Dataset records
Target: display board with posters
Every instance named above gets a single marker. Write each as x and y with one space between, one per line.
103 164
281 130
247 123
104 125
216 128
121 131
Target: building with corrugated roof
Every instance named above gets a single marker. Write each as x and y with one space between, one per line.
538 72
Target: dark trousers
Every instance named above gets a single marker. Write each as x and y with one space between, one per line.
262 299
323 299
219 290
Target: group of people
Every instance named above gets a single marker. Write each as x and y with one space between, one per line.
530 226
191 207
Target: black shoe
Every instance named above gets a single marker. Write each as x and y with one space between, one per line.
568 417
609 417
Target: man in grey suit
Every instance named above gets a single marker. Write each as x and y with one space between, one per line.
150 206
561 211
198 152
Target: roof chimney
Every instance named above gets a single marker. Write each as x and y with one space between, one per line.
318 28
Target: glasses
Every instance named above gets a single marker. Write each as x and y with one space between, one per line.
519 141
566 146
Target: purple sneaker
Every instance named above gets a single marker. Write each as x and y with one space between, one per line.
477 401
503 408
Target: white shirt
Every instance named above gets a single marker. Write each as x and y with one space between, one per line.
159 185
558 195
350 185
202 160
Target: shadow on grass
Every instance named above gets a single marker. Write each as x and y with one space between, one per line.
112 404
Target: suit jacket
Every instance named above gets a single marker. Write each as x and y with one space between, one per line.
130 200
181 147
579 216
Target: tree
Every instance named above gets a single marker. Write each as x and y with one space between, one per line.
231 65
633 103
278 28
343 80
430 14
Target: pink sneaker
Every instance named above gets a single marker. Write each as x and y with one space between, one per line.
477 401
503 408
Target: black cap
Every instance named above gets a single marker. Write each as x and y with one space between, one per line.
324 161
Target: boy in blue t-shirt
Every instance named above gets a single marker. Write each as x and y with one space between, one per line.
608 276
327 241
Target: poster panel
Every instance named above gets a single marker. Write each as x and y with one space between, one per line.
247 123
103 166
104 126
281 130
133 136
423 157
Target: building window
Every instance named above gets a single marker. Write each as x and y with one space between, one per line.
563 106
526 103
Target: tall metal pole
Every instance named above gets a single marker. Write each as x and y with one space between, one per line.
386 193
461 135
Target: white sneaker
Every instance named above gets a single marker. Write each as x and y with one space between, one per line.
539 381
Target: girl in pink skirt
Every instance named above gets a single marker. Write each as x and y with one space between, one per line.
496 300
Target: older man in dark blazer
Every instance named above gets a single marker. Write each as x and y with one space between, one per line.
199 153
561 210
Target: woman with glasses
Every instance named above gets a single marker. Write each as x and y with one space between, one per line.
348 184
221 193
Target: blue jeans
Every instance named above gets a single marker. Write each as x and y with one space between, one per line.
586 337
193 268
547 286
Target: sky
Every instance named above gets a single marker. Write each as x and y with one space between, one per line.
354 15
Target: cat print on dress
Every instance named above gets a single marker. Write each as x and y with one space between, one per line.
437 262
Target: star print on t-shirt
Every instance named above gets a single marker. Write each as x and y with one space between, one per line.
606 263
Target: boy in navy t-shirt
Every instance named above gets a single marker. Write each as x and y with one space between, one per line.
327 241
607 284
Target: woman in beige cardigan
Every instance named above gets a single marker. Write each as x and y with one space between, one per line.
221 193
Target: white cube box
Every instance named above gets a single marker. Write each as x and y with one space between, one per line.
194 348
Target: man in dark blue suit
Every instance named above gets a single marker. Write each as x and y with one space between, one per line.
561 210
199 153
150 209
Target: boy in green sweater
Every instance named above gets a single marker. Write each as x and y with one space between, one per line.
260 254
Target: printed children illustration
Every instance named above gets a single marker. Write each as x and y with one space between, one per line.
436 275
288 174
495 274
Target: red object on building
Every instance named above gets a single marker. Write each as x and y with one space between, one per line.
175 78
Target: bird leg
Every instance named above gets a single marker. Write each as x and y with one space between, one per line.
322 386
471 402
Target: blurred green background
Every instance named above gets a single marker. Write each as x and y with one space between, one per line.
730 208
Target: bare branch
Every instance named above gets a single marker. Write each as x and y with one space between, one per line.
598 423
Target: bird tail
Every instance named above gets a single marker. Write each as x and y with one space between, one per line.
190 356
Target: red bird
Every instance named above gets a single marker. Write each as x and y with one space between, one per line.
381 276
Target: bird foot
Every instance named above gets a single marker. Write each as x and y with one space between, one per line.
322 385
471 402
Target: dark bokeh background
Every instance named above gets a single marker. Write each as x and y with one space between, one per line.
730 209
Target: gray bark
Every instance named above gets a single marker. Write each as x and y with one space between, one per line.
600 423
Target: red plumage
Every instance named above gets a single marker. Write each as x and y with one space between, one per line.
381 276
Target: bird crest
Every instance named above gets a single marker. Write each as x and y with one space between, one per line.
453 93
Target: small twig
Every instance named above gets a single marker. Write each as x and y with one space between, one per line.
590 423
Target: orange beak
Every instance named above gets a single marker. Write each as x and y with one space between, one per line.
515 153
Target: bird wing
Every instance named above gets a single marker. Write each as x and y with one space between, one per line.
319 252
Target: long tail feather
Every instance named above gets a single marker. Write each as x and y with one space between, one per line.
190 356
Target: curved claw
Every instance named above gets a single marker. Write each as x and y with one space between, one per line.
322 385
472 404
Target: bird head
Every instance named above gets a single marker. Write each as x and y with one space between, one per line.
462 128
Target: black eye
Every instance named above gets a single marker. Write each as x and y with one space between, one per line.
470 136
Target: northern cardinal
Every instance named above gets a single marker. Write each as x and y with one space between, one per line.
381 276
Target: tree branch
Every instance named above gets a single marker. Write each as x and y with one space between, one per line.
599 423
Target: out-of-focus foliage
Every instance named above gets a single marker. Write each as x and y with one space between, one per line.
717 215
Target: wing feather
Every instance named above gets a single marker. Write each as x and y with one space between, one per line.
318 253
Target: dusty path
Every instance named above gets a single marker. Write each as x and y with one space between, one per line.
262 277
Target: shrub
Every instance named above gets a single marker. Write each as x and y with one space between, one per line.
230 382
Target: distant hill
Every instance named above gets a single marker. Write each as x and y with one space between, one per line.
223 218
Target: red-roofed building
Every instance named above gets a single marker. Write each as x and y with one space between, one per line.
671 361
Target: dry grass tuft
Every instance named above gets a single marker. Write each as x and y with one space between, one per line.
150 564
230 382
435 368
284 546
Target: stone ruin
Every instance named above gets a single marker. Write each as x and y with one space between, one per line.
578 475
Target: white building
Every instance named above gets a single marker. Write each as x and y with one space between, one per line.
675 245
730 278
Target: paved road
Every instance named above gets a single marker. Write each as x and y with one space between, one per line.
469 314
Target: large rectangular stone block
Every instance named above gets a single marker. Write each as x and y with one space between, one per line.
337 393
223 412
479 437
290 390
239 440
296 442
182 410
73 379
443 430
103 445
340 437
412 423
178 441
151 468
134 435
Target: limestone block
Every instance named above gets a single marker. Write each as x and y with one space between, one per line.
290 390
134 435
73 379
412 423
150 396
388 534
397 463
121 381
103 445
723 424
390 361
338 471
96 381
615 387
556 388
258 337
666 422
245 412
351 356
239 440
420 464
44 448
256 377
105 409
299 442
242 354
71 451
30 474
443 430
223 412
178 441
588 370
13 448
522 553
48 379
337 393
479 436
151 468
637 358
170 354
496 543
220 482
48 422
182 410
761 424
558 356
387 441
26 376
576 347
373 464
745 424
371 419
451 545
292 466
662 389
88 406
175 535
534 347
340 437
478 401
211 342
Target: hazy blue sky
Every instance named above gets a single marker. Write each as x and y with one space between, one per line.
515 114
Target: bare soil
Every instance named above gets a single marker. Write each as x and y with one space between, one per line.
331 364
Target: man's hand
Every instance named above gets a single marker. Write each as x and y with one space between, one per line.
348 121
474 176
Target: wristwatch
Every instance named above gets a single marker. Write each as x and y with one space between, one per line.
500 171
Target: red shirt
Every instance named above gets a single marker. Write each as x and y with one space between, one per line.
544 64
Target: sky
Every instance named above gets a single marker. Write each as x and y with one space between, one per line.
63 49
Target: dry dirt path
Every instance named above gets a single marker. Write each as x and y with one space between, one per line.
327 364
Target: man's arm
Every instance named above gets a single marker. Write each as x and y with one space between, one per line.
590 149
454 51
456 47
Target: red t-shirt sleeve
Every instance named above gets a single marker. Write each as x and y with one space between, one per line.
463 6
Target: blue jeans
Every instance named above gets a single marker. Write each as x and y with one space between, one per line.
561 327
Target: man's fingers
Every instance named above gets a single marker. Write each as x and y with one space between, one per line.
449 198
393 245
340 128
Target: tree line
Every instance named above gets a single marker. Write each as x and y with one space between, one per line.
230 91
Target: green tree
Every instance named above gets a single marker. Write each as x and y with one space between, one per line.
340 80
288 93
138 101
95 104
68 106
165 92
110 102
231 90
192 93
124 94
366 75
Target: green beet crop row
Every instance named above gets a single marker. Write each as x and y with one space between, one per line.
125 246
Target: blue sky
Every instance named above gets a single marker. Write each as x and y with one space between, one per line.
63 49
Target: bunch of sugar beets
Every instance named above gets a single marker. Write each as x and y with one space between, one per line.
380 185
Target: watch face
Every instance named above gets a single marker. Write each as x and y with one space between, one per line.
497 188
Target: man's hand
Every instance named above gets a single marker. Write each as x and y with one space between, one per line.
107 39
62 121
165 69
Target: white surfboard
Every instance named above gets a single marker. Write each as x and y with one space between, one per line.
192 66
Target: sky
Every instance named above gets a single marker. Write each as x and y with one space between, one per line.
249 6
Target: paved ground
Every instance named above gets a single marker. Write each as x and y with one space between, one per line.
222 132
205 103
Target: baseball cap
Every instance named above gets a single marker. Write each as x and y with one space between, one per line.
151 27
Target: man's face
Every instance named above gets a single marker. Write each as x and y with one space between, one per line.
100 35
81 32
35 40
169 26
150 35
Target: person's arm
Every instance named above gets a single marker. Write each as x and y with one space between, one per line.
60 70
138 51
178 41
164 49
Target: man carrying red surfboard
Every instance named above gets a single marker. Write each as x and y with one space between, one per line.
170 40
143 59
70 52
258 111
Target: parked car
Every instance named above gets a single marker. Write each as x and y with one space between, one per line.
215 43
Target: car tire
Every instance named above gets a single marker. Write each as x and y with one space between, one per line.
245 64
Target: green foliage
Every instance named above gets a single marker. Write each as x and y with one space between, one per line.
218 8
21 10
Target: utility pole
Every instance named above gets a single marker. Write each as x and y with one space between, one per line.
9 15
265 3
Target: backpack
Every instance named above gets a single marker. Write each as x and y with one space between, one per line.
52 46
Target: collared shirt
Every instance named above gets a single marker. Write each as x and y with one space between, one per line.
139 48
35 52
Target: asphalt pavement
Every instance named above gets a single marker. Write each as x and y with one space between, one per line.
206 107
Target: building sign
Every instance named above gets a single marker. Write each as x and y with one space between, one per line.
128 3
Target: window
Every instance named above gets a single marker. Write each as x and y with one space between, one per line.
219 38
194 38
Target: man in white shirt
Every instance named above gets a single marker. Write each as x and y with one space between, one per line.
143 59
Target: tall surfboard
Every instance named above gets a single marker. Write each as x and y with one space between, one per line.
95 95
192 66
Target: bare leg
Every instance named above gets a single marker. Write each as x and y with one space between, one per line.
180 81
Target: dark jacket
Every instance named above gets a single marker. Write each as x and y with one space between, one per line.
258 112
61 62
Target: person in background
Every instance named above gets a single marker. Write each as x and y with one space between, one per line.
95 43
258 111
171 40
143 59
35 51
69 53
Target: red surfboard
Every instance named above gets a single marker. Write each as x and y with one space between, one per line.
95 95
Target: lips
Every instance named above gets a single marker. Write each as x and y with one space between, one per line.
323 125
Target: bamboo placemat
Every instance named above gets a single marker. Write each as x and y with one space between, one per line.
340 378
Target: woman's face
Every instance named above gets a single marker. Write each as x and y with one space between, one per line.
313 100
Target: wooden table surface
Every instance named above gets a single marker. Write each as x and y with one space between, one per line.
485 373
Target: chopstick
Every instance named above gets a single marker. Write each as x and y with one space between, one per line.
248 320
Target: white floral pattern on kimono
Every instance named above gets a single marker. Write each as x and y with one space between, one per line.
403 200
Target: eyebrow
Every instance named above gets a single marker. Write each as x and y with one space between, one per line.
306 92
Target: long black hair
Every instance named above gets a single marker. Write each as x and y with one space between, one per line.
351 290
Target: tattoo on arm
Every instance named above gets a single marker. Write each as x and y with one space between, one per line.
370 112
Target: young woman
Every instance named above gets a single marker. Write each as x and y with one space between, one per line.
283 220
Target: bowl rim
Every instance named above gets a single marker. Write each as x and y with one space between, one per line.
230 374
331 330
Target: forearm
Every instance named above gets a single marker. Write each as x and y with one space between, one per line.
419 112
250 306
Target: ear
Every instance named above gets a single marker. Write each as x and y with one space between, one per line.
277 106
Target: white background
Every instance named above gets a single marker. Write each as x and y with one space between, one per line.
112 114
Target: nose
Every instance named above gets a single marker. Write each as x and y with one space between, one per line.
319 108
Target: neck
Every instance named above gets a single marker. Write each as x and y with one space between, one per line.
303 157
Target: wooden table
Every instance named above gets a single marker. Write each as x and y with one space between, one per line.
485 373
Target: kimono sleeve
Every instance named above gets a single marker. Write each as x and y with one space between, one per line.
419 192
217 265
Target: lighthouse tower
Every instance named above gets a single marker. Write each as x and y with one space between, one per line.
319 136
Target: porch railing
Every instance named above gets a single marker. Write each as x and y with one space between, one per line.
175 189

• **DO THIS**
Quote exactly the line containing "Target: white floral pattern on kimono" and every later line through the end of the listing, and no other lines.

• **EXERCISE RESULT**
Target: white floral pattern on kimono
Every instance named above gets a single marker. Write each as x and y with one space between, one per line.
403 200
Target: eyebrow
Every instance named above gets a single marker. Write each as x and y with one space between, one per line.
306 92
Target: long black hair
Every instance named above gets a single marker. Write each as x and y with one space between, one per line.
351 290
Target: tattoo on arm
Every instance named above gets a single marker. Write each as x and y with one space between, one per line.
370 112
Target: young woman
Every instance named above gets a single marker. Write each as x and y with one space between, one per line.
283 220
Target: bowl rim
Every instance named above gets a single marker. Write each as x and y with one space between, one per line.
230 374
331 330
Target: forearm
Every instance named above gets a single marker. Write each as x and y with one space between, one per line.
419 112
250 306
Target: ear
Every instance named above gets a single marker. Write each as x and y with one space between, one per line.
277 106
Target: white background
Every instance named above gets a single marker. Write each as x and y with one space between, one per line.
112 114
Target: nose
Every instance named above gets a single marker. Write each as x and y with one space between, one per line.
319 108
Target: neck
Every instance named above gets a single marker. Write each as x and y with one space between, one per line.
303 157
Target: wooden table
Every instance named above gets a single marker. Write each as x and y with one space between, one per line.
485 373
Target: kimono sleeve
Every instance named above gets a single marker. Write each as x and y with one space between, one per line.
419 192
217 265
Target: lighthouse tower
Every instance named above gets a single marker. Write each as x and y with one space between, one per line.
319 136
Target: porch railing
Every instance named above gets a single marker. Write each as x and y with one space between, one per line.
175 189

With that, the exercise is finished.